══ Texto extraído

Está protagonizada por Mateo (Pablo Molinero), que en su día salió de Sevilla para huir de la hoguera y que ahora regresa para rescatar al hijo de un amigo fallecido. No tarda en ser arrestado, pero el Gran Inquisidor promete perdonarle la vida a cambio de que resuelva una serie de crímenes rituales. Es, en otras palabras, la historia de un hombre que mete las narices en un misterio que le viene grande y de cuya resolución no hay forma de salir indemne, parecida a la que ya contaron tanto «El nombre de la rosa» como «El corazón del ángel» –con ambas se detectan conexiones aquí–. La serie, pues, no inventa nada; avanza manejando con pericia el tipo de trampas –las pistas falsas, las casualidades, las revelaciones inesperadas– que al «thriller» policial le dan la vida. Lo que la dota de su personalidad es la atmósfera.
Barro en las calles
De nuevo, nadie que conozca el cine de Rodríguez se sorprenderá. ¿Sería lo mismo «Grupo 7» de no despedir aroma a Ducados y a velas puestas a la Virgen, a ambientador de puticlub y a bareto grasiento con los suelos infestados de cabezas de gambas? ¿Nos gustaría tanto «La isla mínima» si no rezumara ese ambiente húmedo, tóxico y podrido? También «La peste» sería otra cosa de no ser por su habilidad para transportarnos a esas calles llenas de barro y carne humana viva o muerta, en las que se mezclan el olor de los jureles y la hierbabuena y la mierda de asno; en las que el aire es tan denso que podría parar una bala, y en la que se propagan rumores sobre monstruos peludos y demonios que se ahuyentan vistiendo la camisa del revés; en cuyos rincones los niños pegan palizas, y en cuyos túneles galopan caballos ciegos. En las que la muerte anda entre los puestos de fruta. Todo eso está puesto en imágenes con todo el lujo de detalles que 10 millones de euros de presupuesto pueden financiar. Como resultado, «La peste» es pura sustancia: de tener forma de pastilla, se podría usar para hacer caldo.

════

- [Enunciado A]: Explica por qué la reseña de «La peste» afirma que la serie no inventa nada.
- [Enunciado B]: Continúa la reseña de «La peste» a partir de su última frase.
Estas entradas proceden de otra fuente distinta.

══ Extractos de entradas

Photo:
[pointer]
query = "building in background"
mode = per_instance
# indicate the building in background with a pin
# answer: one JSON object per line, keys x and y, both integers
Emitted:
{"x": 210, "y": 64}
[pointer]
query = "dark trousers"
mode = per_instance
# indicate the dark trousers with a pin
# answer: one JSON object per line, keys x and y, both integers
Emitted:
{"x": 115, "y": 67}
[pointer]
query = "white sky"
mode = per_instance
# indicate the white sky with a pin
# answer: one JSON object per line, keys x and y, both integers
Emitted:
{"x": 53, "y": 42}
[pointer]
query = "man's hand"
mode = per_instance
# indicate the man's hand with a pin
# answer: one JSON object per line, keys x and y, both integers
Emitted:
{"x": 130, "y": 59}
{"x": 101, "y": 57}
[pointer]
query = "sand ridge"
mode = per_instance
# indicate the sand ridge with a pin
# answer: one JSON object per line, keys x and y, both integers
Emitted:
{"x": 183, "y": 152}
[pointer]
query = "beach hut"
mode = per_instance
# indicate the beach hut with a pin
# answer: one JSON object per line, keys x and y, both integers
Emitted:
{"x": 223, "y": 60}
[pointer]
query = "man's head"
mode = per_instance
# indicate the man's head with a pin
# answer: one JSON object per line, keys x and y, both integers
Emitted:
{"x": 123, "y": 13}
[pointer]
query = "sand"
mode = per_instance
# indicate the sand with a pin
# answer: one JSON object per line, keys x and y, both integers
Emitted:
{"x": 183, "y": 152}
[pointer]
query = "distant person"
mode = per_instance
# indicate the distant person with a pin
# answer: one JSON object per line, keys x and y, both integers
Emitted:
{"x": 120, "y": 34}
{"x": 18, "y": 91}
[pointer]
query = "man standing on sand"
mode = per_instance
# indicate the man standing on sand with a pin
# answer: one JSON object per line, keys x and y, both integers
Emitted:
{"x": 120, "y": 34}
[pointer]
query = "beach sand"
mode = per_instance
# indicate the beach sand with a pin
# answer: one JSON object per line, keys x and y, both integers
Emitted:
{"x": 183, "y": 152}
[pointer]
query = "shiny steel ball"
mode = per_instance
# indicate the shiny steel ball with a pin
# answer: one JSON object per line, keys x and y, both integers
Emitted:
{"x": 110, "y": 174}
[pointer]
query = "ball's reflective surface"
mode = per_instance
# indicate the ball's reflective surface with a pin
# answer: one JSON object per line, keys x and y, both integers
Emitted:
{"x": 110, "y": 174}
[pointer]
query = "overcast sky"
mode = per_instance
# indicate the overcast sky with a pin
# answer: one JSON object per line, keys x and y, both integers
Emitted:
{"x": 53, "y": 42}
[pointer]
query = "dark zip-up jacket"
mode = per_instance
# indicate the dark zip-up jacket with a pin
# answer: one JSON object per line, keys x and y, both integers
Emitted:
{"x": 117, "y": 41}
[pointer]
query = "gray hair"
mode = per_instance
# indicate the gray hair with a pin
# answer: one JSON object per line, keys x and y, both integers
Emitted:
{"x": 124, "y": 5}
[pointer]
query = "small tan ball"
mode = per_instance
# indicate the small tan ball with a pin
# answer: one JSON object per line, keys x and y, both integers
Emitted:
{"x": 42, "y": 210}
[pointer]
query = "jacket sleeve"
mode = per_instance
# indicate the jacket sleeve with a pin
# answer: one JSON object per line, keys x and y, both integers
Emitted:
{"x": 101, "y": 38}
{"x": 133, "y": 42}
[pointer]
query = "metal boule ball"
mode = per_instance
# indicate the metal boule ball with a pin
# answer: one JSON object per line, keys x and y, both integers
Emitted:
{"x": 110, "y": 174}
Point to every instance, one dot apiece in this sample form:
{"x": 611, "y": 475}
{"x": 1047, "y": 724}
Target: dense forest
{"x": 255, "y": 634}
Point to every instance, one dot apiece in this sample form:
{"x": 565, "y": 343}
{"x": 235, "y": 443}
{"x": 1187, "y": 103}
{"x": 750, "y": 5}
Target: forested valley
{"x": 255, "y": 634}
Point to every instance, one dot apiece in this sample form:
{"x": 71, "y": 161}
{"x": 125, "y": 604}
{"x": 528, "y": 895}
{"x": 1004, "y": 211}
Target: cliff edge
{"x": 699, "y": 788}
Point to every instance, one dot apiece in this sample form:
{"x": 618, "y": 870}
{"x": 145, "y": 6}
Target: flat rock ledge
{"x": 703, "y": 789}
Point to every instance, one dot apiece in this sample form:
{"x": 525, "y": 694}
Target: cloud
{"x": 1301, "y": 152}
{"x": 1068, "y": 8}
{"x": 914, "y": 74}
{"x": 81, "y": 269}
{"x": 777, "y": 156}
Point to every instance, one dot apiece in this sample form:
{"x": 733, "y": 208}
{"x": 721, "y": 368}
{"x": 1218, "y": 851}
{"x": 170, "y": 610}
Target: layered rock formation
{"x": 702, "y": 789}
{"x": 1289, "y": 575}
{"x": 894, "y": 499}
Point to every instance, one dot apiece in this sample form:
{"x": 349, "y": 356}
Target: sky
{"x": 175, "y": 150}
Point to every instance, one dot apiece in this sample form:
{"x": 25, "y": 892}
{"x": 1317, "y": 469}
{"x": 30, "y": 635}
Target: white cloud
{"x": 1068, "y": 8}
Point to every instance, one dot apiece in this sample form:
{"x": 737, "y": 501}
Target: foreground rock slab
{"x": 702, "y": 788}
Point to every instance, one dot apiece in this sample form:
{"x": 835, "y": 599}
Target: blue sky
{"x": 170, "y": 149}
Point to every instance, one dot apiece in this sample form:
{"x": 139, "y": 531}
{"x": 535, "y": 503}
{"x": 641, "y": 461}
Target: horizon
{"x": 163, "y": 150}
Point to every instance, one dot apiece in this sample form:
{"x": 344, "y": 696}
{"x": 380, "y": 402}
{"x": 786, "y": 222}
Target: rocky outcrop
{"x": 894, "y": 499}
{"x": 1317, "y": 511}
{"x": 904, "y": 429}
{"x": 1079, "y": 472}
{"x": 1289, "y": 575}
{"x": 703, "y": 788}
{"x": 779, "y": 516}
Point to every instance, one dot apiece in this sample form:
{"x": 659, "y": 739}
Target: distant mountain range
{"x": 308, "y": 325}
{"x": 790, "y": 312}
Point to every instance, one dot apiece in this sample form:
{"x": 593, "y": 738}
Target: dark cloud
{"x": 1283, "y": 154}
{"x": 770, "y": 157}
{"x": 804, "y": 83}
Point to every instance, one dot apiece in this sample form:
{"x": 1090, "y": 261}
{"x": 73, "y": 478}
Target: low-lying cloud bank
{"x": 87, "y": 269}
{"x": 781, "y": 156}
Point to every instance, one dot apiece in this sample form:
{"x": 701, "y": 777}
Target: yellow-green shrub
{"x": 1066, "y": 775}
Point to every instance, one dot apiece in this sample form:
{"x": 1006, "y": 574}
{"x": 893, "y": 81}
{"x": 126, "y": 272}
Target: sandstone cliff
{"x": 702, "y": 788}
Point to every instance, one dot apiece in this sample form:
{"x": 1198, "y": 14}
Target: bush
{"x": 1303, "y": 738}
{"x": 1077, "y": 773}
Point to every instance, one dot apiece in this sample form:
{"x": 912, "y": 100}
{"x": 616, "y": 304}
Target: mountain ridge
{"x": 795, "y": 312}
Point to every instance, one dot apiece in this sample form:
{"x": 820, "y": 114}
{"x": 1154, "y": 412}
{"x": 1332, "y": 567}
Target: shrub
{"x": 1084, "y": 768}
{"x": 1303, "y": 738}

════

- [Respuesta A]: La serie cuenta la historia de un hombre que se mete en un misterio que le viene grande y del que no puede salir indemne. Esa historia es parecida a la que ya contaron «El nombre de la rosa» y «El corazón del ángel». Además, avanza manejando las trampas propias del «thriller» policial, como las pistas falsas, las casualidades y las revelaciones inesperadas.

- [Respuesta B]:
Es cierto que, a nivel narrativo, Rodríguez no exhibe el mismo dominio del ritmo y la creación de suspense que derrocha en la pantalla grande. Aquí la peripecia narrativa se toma su tiempo para echar a andar y, al hacerlo, a ratos renquea. Asimismo, se esfuerza tanto por adornar un misterio en última instancia más bien simple que, en consecuencia, varias tramas paralelas de gran potencial acaban quedándose a medias. Pero eso es algo para lo que quizá haya solución dentro de no mucho: Cobos ya está escribiendo la segunda temporada.